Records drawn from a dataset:
▽

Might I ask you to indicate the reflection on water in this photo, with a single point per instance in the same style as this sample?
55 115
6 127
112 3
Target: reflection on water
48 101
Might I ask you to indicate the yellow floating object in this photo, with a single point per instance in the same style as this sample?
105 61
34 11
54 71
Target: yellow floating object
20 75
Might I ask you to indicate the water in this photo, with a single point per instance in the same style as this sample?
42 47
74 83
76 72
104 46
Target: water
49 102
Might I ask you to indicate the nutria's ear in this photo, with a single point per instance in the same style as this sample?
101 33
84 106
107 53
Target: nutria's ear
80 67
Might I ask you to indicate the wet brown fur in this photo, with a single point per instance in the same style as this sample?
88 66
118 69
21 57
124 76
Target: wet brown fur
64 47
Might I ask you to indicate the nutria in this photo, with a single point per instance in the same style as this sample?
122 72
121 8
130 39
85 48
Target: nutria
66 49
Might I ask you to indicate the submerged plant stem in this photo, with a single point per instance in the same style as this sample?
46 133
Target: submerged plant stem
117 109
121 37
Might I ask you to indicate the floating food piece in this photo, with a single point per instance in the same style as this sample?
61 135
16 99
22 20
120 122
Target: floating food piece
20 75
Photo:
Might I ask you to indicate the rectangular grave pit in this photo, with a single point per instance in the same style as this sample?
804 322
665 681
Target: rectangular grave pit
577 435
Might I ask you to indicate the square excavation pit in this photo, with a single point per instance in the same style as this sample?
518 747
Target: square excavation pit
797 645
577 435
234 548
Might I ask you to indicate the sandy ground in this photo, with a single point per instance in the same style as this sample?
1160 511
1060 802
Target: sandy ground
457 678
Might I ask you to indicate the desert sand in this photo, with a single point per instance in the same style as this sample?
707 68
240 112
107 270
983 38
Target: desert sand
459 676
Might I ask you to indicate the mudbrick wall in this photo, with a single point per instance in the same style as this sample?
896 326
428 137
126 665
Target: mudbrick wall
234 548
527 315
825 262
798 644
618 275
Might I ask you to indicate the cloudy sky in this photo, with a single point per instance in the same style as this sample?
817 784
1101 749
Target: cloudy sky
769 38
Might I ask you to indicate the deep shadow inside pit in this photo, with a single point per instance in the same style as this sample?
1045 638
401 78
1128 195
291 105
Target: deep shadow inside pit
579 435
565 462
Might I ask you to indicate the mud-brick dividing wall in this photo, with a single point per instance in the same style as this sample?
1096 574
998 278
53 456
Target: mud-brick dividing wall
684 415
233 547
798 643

△

■ Work request
An exact reproduction of all the records is required.

■ Answer to the problem
Might I ask you to indicate the reflection on water in this photo, with a single point per instance in the same style as this sample?
55 115
6 127
112 3
Target: reflection on water
48 101
Might I ask you to indicate the yellow floating object in this photo, with a single point per instance in the same style as this sample?
105 61
34 11
54 71
Target: yellow floating object
20 75
Might I ask you to indicate the water in this photo, with a single point per instance in the same style as this sample?
42 47
74 83
76 72
104 46
Target: water
49 102
Might I ask you to indicate the nutria's ear in this photo, with a single point per instance in the same style as this sample?
101 33
84 106
107 53
Target: nutria's ear
80 67
Might I ask you to indicate the wet brown fur in this photo, with a single point per instance in the same style as this sample?
88 66
118 69
21 57
124 76
Target: wet brown fur
64 47
Might I ask you to indicate the nutria in this photo, with a single point per instance in the same style as this sample?
122 72
121 8
130 39
85 48
Target: nutria
66 49
Might I ask you to indicate the submerged plant stem in this photo, with a single point per instance in the same style as this sample?
46 133
Target: submerged plant stem
117 109
121 37
Might I ask you to indicate the floating food piece in this photo, with a single point per instance in the same style as this sample?
61 135
16 99
22 20
120 122
Target: floating food piece
20 75
Photo:
Might I ask you to indicate the rectangular grave pit in this photo, with a single point per instance in the same style as this sample?
804 322
665 681
Target: rectangular grave pit
577 435
Might I ask you to indicate the square excavation pit in this photo, with a single point per instance in the same style as this sample?
518 747
Target: square excavation pit
797 645
577 435
234 548
Might I ask you to indicate the sandy ground in this photo, with a single point per instance in the same style as this sample?
1160 511
1060 802
Target: sandy ground
457 678
Might I ask you to indicate the desert sand in this photo, with a single point per instance in the same style as this sample?
707 68
240 112
107 270
983 38
Target: desert sand
459 676
Might I ask you to indicate the mudbrick wall in this photo, with a single point per instance in the same style as this sample?
896 326
428 137
126 665
Target: mudbrick wall
234 548
527 315
825 262
798 644
618 275
Might I ask you to indicate the cloudy sky in this photo, with a single point per instance in the same style as this sample?
817 784
1101 749
Target: cloudy sky
769 38
Might I ask you to indicate the deep shadow inside pit in this photo, with a single point per instance in the same style as this sample?
1045 638
401 78
1128 195
291 105
Target: deep shadow inside pit
579 435
565 462
Might I ask you to indicate the mud-brick dividing wall in this photo, with a single point per instance in the same style as this sample?
1096 574
998 278
53 456
Target: mud-brick dividing wall
684 415
233 547
798 643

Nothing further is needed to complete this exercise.